-- REQUIRED TASK --
Repeat each of the records below word for word, without changing anything.

-- DATA TO USE --
▼
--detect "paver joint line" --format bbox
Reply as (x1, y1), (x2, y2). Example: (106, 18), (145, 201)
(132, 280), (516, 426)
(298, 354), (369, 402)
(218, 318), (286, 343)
▲
-- FULL ANSWER --
--detect "paver joint line" --format bbox
Reply as (x1, y1), (x2, y2). Example: (106, 18), (145, 201)
(132, 280), (516, 426)
(298, 354), (369, 402)
(218, 318), (286, 343)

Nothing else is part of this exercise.